# start of Listed records

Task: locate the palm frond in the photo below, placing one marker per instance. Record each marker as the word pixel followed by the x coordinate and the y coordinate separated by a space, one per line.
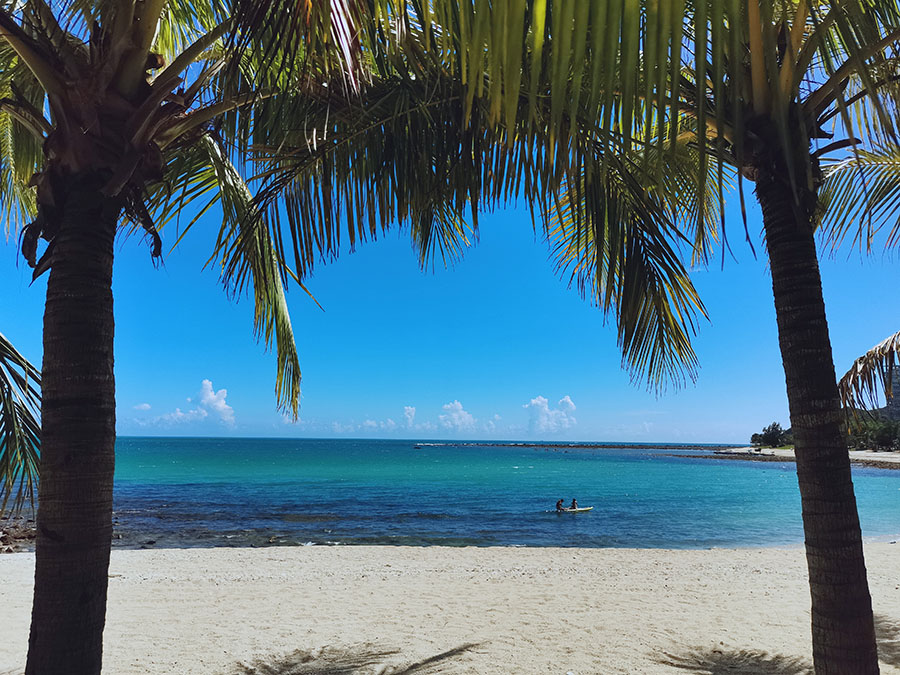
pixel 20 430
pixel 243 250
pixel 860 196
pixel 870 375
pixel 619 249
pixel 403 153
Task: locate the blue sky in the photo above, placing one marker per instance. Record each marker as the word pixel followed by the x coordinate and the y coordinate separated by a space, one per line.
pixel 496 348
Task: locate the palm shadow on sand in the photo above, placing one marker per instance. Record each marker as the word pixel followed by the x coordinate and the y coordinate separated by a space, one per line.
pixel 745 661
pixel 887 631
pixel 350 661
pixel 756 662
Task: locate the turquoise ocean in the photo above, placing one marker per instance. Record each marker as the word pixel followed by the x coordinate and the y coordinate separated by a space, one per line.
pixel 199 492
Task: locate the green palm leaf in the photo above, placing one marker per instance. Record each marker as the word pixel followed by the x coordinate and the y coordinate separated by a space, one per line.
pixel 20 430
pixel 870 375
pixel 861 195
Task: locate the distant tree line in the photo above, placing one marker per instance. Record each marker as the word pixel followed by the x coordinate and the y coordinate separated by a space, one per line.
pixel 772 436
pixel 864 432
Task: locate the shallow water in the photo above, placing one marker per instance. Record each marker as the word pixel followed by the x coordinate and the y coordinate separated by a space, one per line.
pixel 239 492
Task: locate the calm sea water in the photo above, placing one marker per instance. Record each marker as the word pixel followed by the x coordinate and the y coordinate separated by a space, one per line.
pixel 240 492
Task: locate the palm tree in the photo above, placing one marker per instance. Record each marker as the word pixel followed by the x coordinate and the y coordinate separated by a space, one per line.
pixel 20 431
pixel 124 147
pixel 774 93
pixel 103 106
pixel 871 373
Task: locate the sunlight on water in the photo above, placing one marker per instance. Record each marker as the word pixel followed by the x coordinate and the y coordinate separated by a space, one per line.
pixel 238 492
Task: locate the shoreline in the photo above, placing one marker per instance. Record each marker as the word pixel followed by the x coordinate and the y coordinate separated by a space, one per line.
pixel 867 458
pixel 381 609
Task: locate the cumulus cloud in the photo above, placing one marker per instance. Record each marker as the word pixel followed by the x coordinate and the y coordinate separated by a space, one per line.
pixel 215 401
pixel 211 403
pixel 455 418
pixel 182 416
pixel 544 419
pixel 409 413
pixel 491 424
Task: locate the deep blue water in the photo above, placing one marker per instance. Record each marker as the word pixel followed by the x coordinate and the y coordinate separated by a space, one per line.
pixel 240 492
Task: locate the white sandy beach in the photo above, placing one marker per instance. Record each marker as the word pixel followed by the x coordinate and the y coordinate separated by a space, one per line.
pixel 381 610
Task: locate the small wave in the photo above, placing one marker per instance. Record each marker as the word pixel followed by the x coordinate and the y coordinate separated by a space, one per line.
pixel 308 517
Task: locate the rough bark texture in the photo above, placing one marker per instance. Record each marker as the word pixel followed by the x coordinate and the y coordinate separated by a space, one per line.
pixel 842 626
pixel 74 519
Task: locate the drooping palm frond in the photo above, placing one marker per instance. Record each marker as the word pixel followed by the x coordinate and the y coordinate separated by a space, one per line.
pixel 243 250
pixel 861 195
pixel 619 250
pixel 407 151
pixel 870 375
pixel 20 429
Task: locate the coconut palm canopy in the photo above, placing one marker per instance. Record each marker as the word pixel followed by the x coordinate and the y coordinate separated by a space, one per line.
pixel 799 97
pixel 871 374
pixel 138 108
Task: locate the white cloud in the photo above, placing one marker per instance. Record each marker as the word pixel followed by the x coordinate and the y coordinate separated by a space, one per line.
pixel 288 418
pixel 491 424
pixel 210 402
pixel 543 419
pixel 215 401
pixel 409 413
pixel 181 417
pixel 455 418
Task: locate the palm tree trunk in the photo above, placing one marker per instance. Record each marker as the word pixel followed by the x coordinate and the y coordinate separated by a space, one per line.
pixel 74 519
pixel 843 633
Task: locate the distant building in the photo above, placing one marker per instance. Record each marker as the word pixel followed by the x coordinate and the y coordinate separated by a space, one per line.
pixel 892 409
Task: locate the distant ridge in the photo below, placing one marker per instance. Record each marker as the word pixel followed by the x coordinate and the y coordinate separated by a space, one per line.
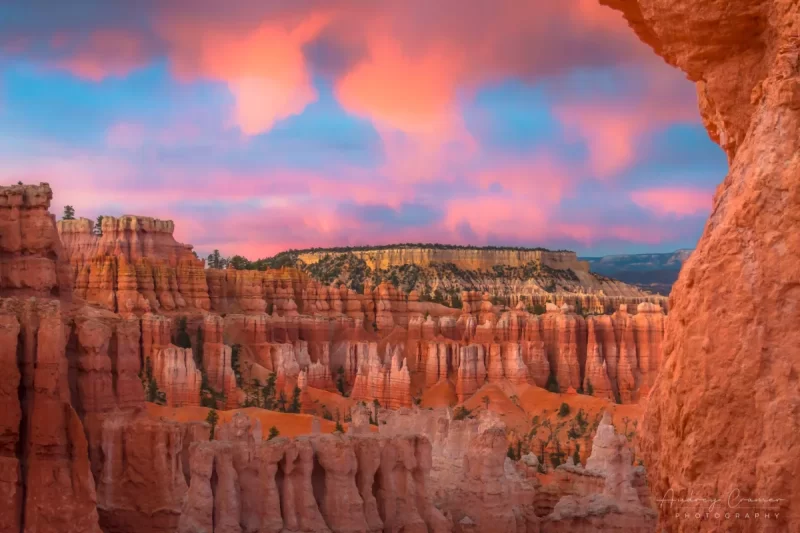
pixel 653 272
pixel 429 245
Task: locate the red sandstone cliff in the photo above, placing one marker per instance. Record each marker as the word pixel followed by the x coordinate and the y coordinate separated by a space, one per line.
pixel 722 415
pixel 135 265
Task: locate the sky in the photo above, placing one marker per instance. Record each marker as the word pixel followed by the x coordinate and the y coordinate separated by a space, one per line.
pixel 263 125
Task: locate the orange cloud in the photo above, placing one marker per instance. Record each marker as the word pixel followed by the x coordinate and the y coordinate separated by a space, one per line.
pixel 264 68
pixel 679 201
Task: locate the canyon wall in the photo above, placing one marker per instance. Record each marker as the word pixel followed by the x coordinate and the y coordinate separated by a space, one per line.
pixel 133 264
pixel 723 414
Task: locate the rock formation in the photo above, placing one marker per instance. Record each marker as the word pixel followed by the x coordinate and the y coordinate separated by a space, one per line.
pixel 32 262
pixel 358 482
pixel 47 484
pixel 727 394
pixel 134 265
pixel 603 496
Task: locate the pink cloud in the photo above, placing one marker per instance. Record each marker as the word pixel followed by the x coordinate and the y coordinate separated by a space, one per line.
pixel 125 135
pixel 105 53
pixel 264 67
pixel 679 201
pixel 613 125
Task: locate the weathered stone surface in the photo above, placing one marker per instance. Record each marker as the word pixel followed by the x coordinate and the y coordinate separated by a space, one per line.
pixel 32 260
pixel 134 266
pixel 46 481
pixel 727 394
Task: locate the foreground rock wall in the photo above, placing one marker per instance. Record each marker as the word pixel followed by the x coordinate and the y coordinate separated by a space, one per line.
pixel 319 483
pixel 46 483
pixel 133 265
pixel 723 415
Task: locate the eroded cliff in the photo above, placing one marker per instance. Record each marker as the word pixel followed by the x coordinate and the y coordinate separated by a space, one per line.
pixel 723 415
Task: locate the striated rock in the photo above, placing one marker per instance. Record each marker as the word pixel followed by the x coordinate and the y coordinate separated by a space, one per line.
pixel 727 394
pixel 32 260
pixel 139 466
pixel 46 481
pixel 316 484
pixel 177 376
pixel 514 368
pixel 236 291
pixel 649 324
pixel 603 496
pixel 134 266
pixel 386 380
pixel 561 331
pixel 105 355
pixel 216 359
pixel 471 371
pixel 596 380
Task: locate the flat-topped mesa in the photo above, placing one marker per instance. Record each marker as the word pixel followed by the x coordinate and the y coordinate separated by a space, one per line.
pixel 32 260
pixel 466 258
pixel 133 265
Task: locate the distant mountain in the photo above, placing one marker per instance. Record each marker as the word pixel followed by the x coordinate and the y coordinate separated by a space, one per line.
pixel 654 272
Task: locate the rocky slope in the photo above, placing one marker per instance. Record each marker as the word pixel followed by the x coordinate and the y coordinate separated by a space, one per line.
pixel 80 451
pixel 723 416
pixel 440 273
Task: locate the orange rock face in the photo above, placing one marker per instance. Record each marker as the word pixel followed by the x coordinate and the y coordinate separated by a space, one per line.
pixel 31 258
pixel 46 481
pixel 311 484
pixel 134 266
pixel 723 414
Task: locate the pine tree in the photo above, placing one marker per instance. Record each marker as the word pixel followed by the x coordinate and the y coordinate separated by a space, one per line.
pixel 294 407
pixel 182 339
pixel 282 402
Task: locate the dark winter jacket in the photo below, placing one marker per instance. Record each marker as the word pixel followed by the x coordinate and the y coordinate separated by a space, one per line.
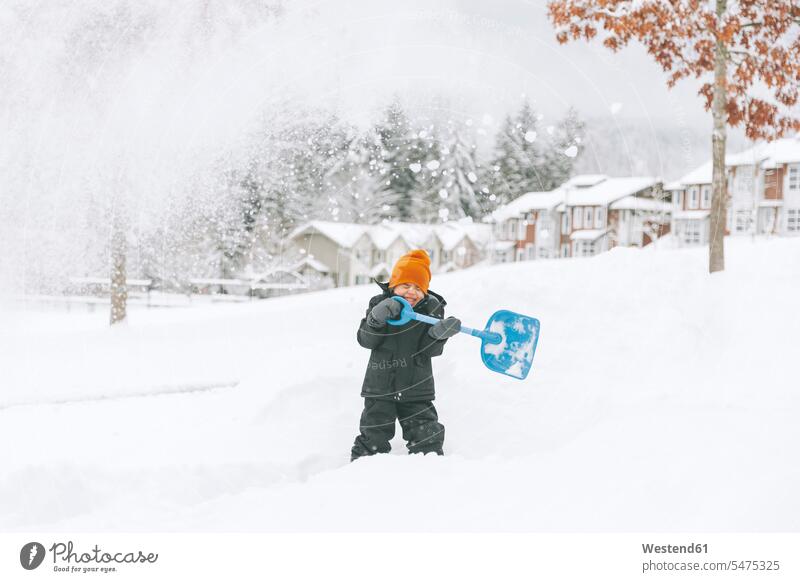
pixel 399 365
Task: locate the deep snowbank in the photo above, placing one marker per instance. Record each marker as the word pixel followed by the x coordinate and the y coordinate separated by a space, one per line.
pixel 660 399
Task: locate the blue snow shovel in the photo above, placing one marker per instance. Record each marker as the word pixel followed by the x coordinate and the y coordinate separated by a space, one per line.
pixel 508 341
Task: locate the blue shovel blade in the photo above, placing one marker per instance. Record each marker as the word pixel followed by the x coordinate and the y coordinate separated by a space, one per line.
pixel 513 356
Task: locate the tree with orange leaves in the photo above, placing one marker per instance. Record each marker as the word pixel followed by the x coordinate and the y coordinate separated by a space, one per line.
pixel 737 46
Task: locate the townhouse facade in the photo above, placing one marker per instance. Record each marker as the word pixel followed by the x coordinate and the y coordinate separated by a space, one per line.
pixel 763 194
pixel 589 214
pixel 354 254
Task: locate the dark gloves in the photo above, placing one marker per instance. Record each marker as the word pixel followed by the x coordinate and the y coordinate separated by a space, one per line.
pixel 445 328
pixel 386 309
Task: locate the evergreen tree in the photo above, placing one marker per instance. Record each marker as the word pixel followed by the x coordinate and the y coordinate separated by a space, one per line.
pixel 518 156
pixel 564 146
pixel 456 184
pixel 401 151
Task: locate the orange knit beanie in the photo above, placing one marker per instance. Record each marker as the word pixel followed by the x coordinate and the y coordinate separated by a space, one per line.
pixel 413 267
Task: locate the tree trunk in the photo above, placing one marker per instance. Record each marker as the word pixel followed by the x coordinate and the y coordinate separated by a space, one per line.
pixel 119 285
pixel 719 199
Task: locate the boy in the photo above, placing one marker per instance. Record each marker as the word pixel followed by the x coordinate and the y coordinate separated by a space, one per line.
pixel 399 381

# end of Listed records

Goal | Rewrite only the stretch of lines from the one containing "Task: locate the deep snowbank" through the one containing "pixel 513 356", putting "spade" wherever "shovel" appears and leaving everything else as it is.

The result |
Task: locate the deep snowbank in the photo above, placing one marker per instance. Record each marker as the word pixel followed by the x coordinate and the y coordinate separated by a space, one per line.
pixel 660 399
Task: locate the blue snow spade in the photo above, placing one marker per instance. Record each marker as the word pixel followed by the x coordinate and the y coordinate separated by a space, one per line.
pixel 508 341
Task: locate the blue spade blade in the photo above, placing one marker per instance. Record each marker as the word pixel followed by the x coordinate and the y coordinate separated by a space, one per line.
pixel 513 356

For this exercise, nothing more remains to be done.